• Esercizio assegnato 1: Trascrivi dal brano sui taccuini di Zavattini tutto il tratto che va da "Un altro filo, esile" fino a "e si disperde.".

━━ Estratto del documento

Su fogli sparsi riuniti in cartelline, quadernoni e quadernetti, taccuini, agende, Zavattini alterna una scrittura compiuta, nitida ed elegante, con passaggi caotici, veloci, privi di punteggiatura e a volte indecifrabili. Non solo appunti ma anche disegni, l’altra passione di Za. «Scrittura della vita in attesa di essere depurata e narrata»: così De Santi, che segnala la «simultaneità dei diversi materiali» di cui si compongono i molteplici piani della satura, articolati in 3 o 4 filoni non sempre scindibili. Il più consistente comprende notizie sui lavori in corso, incontri e aneddoti del contesto romano in cui — dopo esperienze tra la sua Luzzara, Parma, Alatri, Milano e altro — dal 1940 operava lo sceneggiatore, il giornalista, lo scrittore, il pittore, il creatore di soggetti e trame, il tessitore di relazioni e di amicizie. Il secondo affluente, più intimo, assorbe e trascina in sé gli stati d’animo e le riflessioni più varie, le amarezze e le insoddisfazioni, le cupezze, i ripensamenti di un uomo vulcanico e dispersivo per eccesso: «Vorrei sapere cos’è questo mio continuo “disperdere”, “sciupare” (...) Ma sciupo tutto, è l’abbondanza che ho, la vitalità, la pigrizia» (giugno ’50). I sentimenti sul mondo e sulla politica: «Credo che il fascismo tornerà, è la forma più pigra di essere, di imporsi» (7 ottobre ’46). I pensieri (per lo più notturni) sui misteri dell’esistenza: «Cerco la fede in Dio. È un’entità morale che cambia nome (Cristo, gli altri, la società)».
Un altro filo, esile ma non meno forte, lascia baluginare rapide cronachette, momenti per lo più fulminei della vita degli altri, che Za osserva con sorpresa da poeta: «Domenica: vedo nella casa di fronte un operaio che fa l’amore su una sedia con la moglie, sono quei due che seguo molto, i veri poveri, hanno i figlioletti» (luglio ’47). «Donna svenuta per la vera fame sulla strada» (dicembre ’49); «Visita al canile Municipale. La donna con gli occhiali. La donna che parla col suo gatto creduto rabbioso» (1 luglio ’50). Ne viene fuori una sorta di romanzo sociale narrato in una prima persona collettiva che si moltiplica e si disperde.

━━━━
━━ Dati di ingresso

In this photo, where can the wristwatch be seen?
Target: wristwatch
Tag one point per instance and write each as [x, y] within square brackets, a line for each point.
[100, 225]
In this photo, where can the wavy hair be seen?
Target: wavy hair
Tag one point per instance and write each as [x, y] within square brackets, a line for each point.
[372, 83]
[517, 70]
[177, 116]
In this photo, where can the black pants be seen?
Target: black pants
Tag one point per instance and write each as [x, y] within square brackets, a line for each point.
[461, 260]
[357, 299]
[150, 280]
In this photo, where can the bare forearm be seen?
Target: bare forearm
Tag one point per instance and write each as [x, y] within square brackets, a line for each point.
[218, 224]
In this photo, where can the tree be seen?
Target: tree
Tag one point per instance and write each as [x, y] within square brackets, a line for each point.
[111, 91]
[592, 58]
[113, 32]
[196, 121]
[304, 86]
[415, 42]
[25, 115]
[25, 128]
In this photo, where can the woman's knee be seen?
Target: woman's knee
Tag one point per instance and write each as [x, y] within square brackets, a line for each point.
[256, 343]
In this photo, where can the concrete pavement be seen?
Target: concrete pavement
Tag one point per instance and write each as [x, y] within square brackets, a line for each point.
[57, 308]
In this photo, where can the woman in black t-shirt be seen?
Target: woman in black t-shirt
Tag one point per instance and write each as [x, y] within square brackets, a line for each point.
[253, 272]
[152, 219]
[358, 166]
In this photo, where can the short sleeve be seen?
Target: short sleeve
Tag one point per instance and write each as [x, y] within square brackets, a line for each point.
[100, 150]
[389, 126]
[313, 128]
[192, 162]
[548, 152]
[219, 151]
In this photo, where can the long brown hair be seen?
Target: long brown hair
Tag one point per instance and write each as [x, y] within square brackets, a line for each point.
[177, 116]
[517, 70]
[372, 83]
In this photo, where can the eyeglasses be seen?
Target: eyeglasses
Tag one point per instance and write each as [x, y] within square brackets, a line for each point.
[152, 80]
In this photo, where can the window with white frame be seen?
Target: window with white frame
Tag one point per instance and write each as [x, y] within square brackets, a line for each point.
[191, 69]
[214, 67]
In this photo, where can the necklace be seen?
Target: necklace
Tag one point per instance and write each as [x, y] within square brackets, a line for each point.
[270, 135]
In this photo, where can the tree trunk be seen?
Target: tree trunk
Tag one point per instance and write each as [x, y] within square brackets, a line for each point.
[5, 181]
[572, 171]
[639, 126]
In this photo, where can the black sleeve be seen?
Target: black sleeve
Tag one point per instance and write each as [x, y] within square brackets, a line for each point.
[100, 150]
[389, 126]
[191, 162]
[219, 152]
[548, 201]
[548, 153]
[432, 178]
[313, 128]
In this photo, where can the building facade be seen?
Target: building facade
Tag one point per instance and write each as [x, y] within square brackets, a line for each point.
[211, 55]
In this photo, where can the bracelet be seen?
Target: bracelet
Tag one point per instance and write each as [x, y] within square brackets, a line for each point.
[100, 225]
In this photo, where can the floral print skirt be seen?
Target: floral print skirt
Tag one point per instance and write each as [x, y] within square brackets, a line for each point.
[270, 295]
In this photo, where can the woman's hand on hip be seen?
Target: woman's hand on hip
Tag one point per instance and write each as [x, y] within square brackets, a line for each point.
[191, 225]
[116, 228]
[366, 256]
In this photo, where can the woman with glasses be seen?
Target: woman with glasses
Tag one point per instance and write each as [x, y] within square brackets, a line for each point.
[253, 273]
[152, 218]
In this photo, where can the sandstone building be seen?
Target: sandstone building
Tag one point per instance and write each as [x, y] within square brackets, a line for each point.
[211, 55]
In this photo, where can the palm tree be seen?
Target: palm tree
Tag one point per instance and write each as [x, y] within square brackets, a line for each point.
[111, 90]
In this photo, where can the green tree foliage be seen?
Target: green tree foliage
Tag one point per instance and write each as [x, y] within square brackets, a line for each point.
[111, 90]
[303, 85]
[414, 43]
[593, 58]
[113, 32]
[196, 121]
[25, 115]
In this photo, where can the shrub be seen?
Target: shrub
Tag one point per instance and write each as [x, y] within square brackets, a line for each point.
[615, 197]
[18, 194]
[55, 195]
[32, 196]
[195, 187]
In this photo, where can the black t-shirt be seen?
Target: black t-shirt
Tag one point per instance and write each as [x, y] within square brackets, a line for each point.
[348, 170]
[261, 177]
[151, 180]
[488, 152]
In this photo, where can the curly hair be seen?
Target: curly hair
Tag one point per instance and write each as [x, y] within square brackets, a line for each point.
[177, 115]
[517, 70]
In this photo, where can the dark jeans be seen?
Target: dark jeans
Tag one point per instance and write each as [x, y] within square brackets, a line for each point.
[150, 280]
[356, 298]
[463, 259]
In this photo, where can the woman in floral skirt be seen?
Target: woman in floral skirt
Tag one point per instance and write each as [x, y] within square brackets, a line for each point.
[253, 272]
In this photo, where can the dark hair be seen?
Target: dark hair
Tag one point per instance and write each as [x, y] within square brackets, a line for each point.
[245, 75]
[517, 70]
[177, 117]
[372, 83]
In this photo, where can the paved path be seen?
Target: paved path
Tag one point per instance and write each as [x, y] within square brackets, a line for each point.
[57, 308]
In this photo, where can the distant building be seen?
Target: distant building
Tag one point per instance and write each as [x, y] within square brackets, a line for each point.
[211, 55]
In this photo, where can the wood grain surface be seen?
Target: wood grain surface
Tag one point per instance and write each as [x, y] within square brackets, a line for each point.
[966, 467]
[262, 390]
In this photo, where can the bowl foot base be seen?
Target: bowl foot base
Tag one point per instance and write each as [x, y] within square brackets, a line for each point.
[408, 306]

━━━━

• Esercizio assegnato 2: Riporta ogni riga delle voci che contiene la stringa "eyeglasses", distinguendo tra maiuscole e minuscole.

• Soluzione svolta 1:
Un altro filo, esile ma non meno forte, lascia baluginare rapide cronachette, momenti per lo più fulminei della vita degli altri, che Za osserva con sorpresa da poeta: «Domenica: vedo nella casa di fronte un operaio che fa l’amore su una sedia con la moglie, sono quei due che seguo molto, i veri poveri, hanno i figlioletti» (luglio ’47). «Donna svenuta per la vera fame sulla strada» (dicembre ’49); «Visita al canile Municipale. La donna con gli occhiali. La donna che parla col suo gatto creduto rabbioso» (1 luglio ’50). Ne viene fuori una sorta di romanzo sociale narrato in una prima persona collettiva che si moltiplica e si disperde.

• Soluzione svolta 2:
In this photo, where can the eyeglasses be seen?
Target: eyeglasses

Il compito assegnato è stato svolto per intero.